## Exercise description
According to the market report below, why is the government shutdown likely to last at least three days? Answer in one to three sentences.

## Reading text

· · ·

US stocks closed higher in late Thursday trading, with the Dow Jones Industrial Average gaining over 100 points. OpenAI enthusiasm drove technology stocks higher as investors appeared to bet that the US government shutdown would be brief and unlikely to severely impact the American economy.
The Dow Jones gained 129.97 points, or 0.28%, to close at 46,571.07 points; the Nasdaq rose 87.05 points, or 0.38%, to 22,842.21 points; the S&P 500 index advanced 8.07 points, or 0.12%, to 6,719.27 points.
A series of positive developments in the artificial intelligence (AI) sector propelled global chip stocks higher, with shares of NVIDIA, AMD, and SK Hynix rising.
OpenAI, the parent company of ChatGPT, saw its valuation soar to $500 billion following a round of employee stock sales. Despite market concerns about an AI bubble, this news still boosted expectations for technology stock gains. The company has also replaced Elon Musk's SpaceX to become the world's most valuable startup.
Occidental Petroleum shares rose after Warren Buffett's Berkshire Hathaway announced it would acquire Occidental's petrochemical subsidiary OxyChem for $9.7 billion in cash. This marks Berkshire's largest transaction since 2022.
US stocks closed higher on Wednesday as markets expected the federal funding interruption to be brief and therefore unlikely to seriously impact the American economy.
The S&P 500 index recorded its 29th closing record high of the year, closing above the 6,700-point threshold for the first time. The index had earlier set an intraday record high during the session. The Dow Jones Industrial Average also set a closing record.
The US government shutdown began on Tuesday after Democratic and Republican leadership failed to reach a funding agreement to keep the government operating before the deadline.
Congressional lawmakers blamed each other for causing the government shutdown. Democrats insisted on using the legislation to extend healthcare tax credits for millions of Americans, but faced Republican opposition.
For investors, the biggest question is how long the current bipartisan deadlock will persist. According to analysis, the shutdown will likely last at least three days, as the Senate is scheduled to recess on Thursday to observe Yom Kippur, making Friday the next possible date when senators are expected to vote again.
According to market prediction tools, traders are betting the shutdown could last nearly two weeks.
Dan Niles, founder and portfolio manager of Niles Investment Management, stated: "My view is that this government shutdown may last longer than the 2018 one, but other factors will ultimately be more important, such as: 1) robust third-quarter earnings results to be announced; 2) continued AI enthusiasm driven by solid quarterly performance from the Magnificent Seven tech stocks; 3) the Fed's next meeting on October 29, where I expect the Fed to maintain its path of three rate cuts this year."

· · ·

## Data section

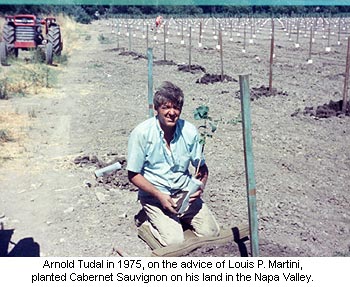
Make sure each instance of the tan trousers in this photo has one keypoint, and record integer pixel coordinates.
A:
(167, 227)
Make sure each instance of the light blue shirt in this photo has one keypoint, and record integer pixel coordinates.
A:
(166, 169)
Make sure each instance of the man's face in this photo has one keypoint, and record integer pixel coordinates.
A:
(168, 115)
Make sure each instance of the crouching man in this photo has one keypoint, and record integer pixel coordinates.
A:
(160, 151)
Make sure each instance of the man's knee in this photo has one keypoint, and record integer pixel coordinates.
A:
(172, 238)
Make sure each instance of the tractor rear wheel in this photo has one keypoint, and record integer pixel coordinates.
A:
(3, 53)
(49, 53)
(9, 37)
(54, 37)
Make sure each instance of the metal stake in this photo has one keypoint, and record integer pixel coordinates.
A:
(150, 82)
(249, 163)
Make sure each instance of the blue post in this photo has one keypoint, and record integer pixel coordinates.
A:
(150, 82)
(249, 163)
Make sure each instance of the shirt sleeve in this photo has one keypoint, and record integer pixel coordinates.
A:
(196, 153)
(136, 152)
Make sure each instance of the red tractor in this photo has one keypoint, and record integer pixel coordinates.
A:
(27, 32)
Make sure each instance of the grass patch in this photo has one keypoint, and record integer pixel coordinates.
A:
(27, 78)
(13, 133)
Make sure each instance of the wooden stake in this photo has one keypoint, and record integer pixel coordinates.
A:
(249, 163)
(150, 82)
(346, 80)
(271, 53)
(118, 34)
(147, 37)
(200, 33)
(129, 31)
(189, 48)
(164, 30)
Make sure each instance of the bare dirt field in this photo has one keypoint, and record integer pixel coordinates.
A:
(52, 205)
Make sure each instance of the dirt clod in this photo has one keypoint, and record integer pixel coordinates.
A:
(332, 109)
(194, 69)
(213, 78)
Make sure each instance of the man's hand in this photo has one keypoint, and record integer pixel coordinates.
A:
(167, 202)
(196, 195)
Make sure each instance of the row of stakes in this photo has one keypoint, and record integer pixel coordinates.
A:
(202, 28)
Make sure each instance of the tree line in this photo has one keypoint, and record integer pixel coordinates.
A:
(87, 13)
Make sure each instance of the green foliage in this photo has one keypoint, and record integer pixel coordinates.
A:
(208, 127)
(5, 136)
(86, 13)
(103, 39)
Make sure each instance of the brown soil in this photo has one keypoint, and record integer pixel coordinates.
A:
(51, 203)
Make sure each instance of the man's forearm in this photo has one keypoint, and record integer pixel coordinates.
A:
(203, 174)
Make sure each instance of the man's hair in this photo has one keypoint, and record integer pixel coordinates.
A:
(168, 92)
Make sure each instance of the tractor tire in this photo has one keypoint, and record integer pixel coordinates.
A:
(3, 53)
(9, 37)
(49, 53)
(54, 37)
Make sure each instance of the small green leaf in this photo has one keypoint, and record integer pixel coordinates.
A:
(201, 112)
(213, 127)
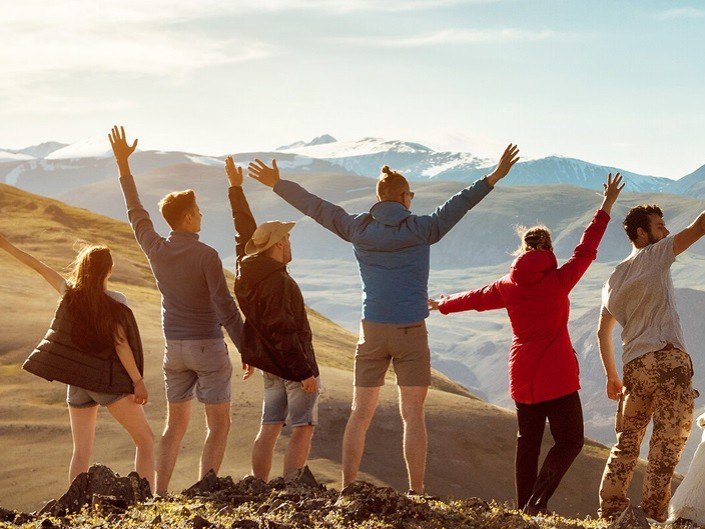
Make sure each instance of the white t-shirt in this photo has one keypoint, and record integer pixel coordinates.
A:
(639, 294)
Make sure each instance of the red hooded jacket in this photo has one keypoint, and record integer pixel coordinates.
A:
(542, 362)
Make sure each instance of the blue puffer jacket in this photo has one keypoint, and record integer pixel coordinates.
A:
(392, 246)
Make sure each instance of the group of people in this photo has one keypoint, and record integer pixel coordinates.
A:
(93, 344)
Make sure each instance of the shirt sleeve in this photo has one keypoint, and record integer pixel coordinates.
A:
(243, 220)
(225, 307)
(485, 298)
(433, 227)
(328, 215)
(661, 253)
(142, 225)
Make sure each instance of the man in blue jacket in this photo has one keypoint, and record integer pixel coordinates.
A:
(392, 248)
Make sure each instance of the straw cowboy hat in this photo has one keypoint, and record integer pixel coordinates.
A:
(267, 235)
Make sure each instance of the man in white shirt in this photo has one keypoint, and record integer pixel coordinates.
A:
(657, 371)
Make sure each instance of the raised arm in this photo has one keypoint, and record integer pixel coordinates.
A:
(127, 359)
(51, 276)
(606, 346)
(225, 307)
(690, 235)
(485, 298)
(330, 216)
(434, 226)
(586, 251)
(139, 219)
(242, 216)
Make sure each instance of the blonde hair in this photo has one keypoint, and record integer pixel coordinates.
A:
(175, 206)
(534, 238)
(391, 184)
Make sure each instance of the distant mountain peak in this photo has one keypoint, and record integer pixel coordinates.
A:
(318, 140)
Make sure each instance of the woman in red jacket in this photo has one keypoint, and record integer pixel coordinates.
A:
(543, 367)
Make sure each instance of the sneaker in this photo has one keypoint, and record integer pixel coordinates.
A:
(411, 493)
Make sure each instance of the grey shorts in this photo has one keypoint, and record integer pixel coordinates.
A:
(197, 367)
(82, 398)
(287, 399)
(405, 345)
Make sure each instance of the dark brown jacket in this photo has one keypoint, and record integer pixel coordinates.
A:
(277, 336)
(58, 358)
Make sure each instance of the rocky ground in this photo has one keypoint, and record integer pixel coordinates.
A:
(101, 499)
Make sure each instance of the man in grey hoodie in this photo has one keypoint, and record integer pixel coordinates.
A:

· · ·

## Solved problem
The Senate is scheduled to recess on Thursday to observe Yom Kippur. That makes Friday the next possible date for senators to vote again.